→ **What to produce**:
Render every line of the saved entries below as a Markdown table with the columns "Row" and "Line", numbering the rows and skipping blank lines. Leave the pictures out of the table.

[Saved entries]
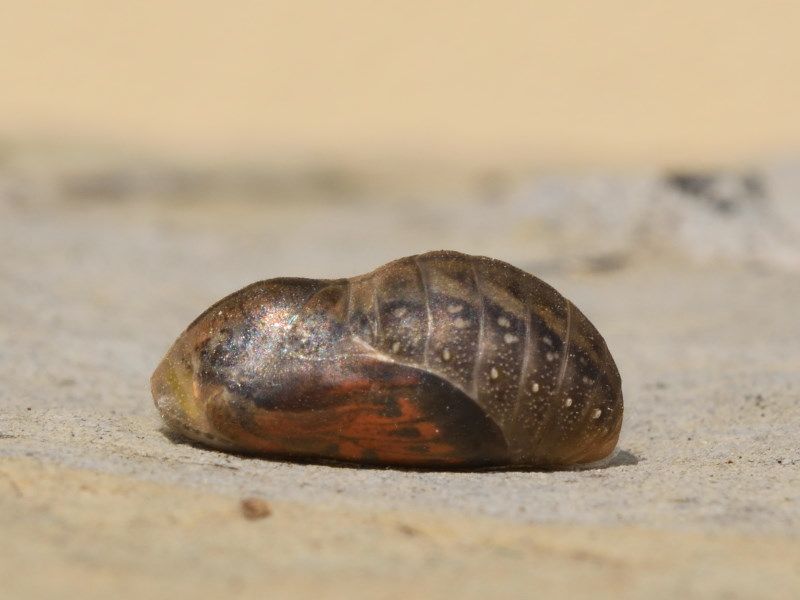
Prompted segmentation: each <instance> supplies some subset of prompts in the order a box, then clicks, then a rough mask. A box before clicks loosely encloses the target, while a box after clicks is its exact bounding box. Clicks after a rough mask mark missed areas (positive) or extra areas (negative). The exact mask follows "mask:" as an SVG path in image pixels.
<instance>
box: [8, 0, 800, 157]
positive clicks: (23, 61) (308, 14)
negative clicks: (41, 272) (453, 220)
mask: <svg viewBox="0 0 800 600" xmlns="http://www.w3.org/2000/svg"><path fill="white" fill-rule="evenodd" d="M798 31H800V3H794V2H780V1H766V0H758V1H756V0H753V1H738V2H730V1H723V0H719V1H715V0H671V1H669V2H661V1H651V2H637V1H624V0H603V1H597V2H590V1H583V2H576V1H569V2H551V1H531V0H529V1H526V2H512V1H504V2H497V1H486V2H460V1H455V0H454V1H447V0H437V1H429V2H370V1H366V0H340V1H338V2H309V1H298V0H291V1H277V0H273V1H247V0H229V1H227V2H212V1H210V0H193V1H191V2H190V1H187V0H178V1H173V2H155V1H142V2H135V3H122V2H108V1H107V0H72V1H71V2H64V1H62V0H39V1H32V2H24V3H23V2H16V3H11V2H6V3H4V10H3V18H2V21H1V22H0V40H2V55H1V57H0V90H2V93H0V137H1V138H4V139H6V140H19V139H24V140H29V139H54V138H55V139H67V140H75V139H77V140H82V141H86V140H88V141H100V142H102V143H111V144H119V145H123V146H127V147H135V148H143V149H148V150H150V149H155V150H157V151H159V152H170V153H178V154H181V155H188V156H204V157H212V158H216V157H225V156H230V155H238V154H241V153H244V154H245V155H247V154H251V155H252V154H253V153H264V154H266V155H269V156H296V157H309V156H314V157H322V158H325V159H337V160H342V161H350V160H355V161H364V160H374V159H376V158H377V159H384V158H389V159H397V158H422V159H425V160H427V159H432V160H439V161H450V162H453V163H463V164H473V163H474V164H481V165H483V166H487V165H489V166H499V167H504V166H505V167H509V166H515V165H517V166H531V165H533V166H540V167H541V166H565V165H566V166H585V165H601V166H607V165H611V166H613V165H632V164H633V165H637V164H653V163H656V164H667V165H672V166H676V165H679V166H685V165H709V164H711V165H716V164H735V163H737V162H740V161H750V160H754V159H761V158H764V157H767V158H769V157H772V156H781V155H789V154H792V153H794V152H796V151H797V150H798V148H800V110H798V107H800V35H798Z"/></svg>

→ **Response**:
| Row | Line |
|---|---|
| 1 | Prompted segmentation: each <instance> supplies some subset of prompts in the order a box, then clicks, then a rough mask. A box before clicks loosely encloses the target, while a box after clicks is its exact bounding box. Clicks after a rough mask mark missed areas (positive) or extra areas (negative). The exact mask follows "mask:" as an SVG path in image pixels. |
| 2 | <instance> |
| 3 | box: [8, 0, 800, 157] |
| 4 | positive clicks: (23, 61) (308, 14) |
| 5 | negative clicks: (41, 272) (453, 220) |
| 6 | mask: <svg viewBox="0 0 800 600" xmlns="http://www.w3.org/2000/svg"><path fill="white" fill-rule="evenodd" d="M798 31H800V3H794V2H780V1H766V0H758V1H756V0H753V1H738V2H730V1H723V0H719V1H715V0H671V1H669V2H661V1H651V2H637V1H624V0H603V1H597V2H590V1H583V2H576V1H569V2H551V1H531V0H529V1H526V2H512V1H504V2H497V1H486V2H460V1H455V0H454V1H447V0H437V1H429V2H370V1H366V0H340V1H338V2H309V1H298V0H291V1H277V0H273V1H247V0H229V1H227V2H212V1H210V0H193V1H191V2H190V1H187V0H178V1H173V2H155V1H142V2H135V3H122V2H108V1H107V0H72V1H71V2H64V1H62V0H39V1H32V2H24V3H23V2H16V3H11V2H6V3H4V10H3V18H2V21H1V22H0V40H2V55H1V57H0V90H2V93H0V137H1V138H4V139H6V140H19V139H24V140H29V139H54V138H55V139H67V140H75V139H77V140H82V141H86V140H88V141H100V142H102V143H111V144H119V145H123V146H127V147H135V148H143V149H148V150H150V149H155V150H157V151H159V152H170V153H178V154H181V155H188V156H204V157H212V158H216V157H225V156H230V155H238V154H241V153H244V154H245V155H247V154H251V155H252V154H253V153H264V154H266V155H269V156H296V157H309V156H314V157H322V158H325V159H337V160H342V161H350V160H355V161H364V160H374V159H376V158H377V159H384V158H389V159H397V158H422V159H425V160H427V159H432V160H439V161H450V162H453V163H463V164H473V163H474V164H481V165H483V166H487V165H489V166H499V167H504V166H505V167H509V166H515V165H517V166H531V165H533V166H540V167H541V166H565V165H566V166H585V165H601V166H607V165H611V166H613V165H632V164H633V165H637V164H653V163H656V164H667V165H672V166H676V165H679V166H685V165H709V164H711V165H716V164H735V163H737V162H740V161H750V160H754V159H761V158H764V157H767V158H769V157H772V156H781V155H789V154H792V153H794V152H796V151H797V150H798V148H800V110H798V107H800V35H798Z"/></svg> |